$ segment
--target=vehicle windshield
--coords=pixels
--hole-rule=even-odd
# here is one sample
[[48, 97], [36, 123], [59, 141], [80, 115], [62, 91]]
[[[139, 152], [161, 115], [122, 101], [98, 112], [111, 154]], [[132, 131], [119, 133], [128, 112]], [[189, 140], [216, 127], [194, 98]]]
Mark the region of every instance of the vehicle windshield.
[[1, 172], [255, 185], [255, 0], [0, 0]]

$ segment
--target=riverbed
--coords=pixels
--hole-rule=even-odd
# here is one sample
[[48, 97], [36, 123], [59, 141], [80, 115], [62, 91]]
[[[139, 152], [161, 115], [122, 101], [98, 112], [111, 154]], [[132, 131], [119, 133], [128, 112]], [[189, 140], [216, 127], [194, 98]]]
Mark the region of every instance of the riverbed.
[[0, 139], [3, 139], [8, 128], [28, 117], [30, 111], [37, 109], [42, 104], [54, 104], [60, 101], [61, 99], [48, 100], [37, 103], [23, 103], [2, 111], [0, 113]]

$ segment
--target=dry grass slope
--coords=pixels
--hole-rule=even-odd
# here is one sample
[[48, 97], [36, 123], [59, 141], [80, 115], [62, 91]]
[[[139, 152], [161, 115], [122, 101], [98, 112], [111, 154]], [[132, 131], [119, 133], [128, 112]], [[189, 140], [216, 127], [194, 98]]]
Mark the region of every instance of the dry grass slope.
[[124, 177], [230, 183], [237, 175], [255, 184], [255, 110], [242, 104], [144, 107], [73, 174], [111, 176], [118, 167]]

==

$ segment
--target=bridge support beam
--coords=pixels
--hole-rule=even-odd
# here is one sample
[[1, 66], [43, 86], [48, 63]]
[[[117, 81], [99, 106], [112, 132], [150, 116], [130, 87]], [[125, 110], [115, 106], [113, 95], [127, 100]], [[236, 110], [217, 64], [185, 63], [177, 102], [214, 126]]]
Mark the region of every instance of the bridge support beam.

DIRECTIONS:
Count the lines in the rows above that contain the string "every", treating uppercase and lowercase as different. Reply with the number alone.

RESULT:
4